— start DATASET RECORDS —
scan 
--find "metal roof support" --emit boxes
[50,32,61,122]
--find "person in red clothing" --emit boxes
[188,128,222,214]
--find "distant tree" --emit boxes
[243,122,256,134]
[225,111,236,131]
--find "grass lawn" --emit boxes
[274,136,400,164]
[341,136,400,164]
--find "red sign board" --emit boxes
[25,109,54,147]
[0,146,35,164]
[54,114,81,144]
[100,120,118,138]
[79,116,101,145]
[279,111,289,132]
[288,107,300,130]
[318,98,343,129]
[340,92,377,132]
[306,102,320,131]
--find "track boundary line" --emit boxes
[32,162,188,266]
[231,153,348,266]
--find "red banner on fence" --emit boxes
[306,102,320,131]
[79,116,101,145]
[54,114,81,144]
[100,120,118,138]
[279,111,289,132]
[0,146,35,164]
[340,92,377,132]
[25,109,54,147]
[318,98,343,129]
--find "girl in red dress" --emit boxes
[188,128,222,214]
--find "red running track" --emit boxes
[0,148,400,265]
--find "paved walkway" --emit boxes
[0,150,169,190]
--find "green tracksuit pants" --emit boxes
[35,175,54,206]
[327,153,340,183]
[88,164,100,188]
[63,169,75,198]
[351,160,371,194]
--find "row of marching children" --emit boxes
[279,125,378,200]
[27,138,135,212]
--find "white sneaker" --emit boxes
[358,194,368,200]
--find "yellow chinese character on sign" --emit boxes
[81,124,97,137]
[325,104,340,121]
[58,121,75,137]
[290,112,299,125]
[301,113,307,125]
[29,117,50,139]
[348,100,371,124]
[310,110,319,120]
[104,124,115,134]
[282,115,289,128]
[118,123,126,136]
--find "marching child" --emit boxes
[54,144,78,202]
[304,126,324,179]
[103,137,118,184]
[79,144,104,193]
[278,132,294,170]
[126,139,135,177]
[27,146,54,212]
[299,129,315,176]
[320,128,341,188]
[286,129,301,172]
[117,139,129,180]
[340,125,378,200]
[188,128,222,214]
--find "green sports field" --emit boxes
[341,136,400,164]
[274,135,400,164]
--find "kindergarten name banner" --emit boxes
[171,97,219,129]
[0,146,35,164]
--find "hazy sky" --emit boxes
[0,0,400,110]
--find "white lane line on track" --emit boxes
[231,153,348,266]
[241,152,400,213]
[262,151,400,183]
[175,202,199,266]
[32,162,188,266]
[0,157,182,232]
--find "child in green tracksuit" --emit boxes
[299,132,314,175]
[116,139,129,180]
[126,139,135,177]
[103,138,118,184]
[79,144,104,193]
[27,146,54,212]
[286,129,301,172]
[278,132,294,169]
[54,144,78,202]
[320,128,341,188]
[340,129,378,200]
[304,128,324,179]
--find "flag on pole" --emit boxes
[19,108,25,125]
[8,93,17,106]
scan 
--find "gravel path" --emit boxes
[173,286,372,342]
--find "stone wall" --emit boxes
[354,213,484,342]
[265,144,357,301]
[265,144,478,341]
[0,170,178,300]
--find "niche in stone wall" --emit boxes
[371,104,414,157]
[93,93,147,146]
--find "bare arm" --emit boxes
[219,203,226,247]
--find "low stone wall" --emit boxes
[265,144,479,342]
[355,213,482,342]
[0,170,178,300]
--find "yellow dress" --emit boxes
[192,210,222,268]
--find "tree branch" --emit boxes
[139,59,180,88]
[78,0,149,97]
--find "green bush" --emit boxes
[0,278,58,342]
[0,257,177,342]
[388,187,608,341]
— end DATASET RECORDS —
TASK DETAILS:
Gather every row above that contains the string "stone", treating uppercase and lowercase as different.

ANSWER TO THIS EXERCISE:
--find "stone wall" --emit boxes
--find "niche in stone wall" --emit boxes
--find "low stone wall" --emit boxes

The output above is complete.